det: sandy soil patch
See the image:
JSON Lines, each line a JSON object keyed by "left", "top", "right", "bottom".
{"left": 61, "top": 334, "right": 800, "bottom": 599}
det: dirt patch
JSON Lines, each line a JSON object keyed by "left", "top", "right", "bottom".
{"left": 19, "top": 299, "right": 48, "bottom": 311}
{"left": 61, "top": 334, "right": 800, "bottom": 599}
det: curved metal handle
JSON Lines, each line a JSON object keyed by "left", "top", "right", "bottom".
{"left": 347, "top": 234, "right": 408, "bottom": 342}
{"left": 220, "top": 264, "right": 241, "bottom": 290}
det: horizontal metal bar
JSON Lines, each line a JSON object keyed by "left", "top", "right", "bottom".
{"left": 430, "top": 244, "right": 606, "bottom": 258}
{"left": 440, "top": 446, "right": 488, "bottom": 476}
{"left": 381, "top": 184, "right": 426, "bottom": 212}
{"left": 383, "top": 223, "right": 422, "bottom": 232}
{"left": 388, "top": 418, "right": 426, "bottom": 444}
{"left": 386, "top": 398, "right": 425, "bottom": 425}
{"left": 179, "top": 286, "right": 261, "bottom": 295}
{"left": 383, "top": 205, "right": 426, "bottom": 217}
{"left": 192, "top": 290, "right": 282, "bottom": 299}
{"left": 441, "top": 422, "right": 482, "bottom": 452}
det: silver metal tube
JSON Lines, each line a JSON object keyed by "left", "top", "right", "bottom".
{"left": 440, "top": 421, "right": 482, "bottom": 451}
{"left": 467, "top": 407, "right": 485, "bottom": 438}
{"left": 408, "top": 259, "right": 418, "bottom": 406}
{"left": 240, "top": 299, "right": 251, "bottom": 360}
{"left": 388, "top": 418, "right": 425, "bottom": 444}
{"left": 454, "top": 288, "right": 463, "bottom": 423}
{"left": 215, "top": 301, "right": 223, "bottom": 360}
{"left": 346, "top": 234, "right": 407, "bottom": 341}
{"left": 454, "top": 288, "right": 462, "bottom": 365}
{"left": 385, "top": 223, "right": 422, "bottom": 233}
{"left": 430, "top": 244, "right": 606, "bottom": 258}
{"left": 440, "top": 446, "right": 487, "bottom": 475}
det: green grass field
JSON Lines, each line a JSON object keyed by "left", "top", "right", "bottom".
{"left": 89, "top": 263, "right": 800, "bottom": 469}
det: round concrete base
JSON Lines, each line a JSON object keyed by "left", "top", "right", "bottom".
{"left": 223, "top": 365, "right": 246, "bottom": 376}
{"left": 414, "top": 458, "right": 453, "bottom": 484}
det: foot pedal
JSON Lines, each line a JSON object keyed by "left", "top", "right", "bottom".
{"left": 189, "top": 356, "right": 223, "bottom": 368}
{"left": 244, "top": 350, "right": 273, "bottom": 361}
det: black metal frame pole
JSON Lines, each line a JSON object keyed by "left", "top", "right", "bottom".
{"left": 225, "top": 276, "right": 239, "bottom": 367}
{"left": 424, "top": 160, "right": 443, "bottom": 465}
▬▬▬
INSTRUCTIONS FOR THE TASK
Starting with the first line above and ending with the line that holds "det: silver metal tube", restate each line word for word and add nothing else.

ANSWER SPACE
det: sandy soil patch
See the image:
JSON Lines, each line a JSON object keyed by "left", "top", "right", "bottom".
{"left": 61, "top": 334, "right": 800, "bottom": 599}
det: dirt patch
JSON Lines, each line a JSON object keyed by "left", "top", "right", "bottom".
{"left": 19, "top": 299, "right": 48, "bottom": 311}
{"left": 61, "top": 334, "right": 800, "bottom": 599}
det: curved metal handle
JSON Lines, each line a JSON object keyed by "left", "top", "right", "bottom".
{"left": 347, "top": 234, "right": 408, "bottom": 342}
{"left": 220, "top": 264, "right": 241, "bottom": 290}
det: horizontal metal bar
JSON Lines, each line a JSON object keyed by "left", "top", "right", "bottom".
{"left": 430, "top": 244, "right": 606, "bottom": 258}
{"left": 440, "top": 446, "right": 488, "bottom": 476}
{"left": 381, "top": 184, "right": 426, "bottom": 212}
{"left": 383, "top": 223, "right": 422, "bottom": 232}
{"left": 388, "top": 418, "right": 426, "bottom": 444}
{"left": 386, "top": 398, "right": 425, "bottom": 425}
{"left": 179, "top": 286, "right": 261, "bottom": 295}
{"left": 383, "top": 205, "right": 426, "bottom": 217}
{"left": 192, "top": 290, "right": 282, "bottom": 299}
{"left": 441, "top": 422, "right": 482, "bottom": 452}
det: silver metal tube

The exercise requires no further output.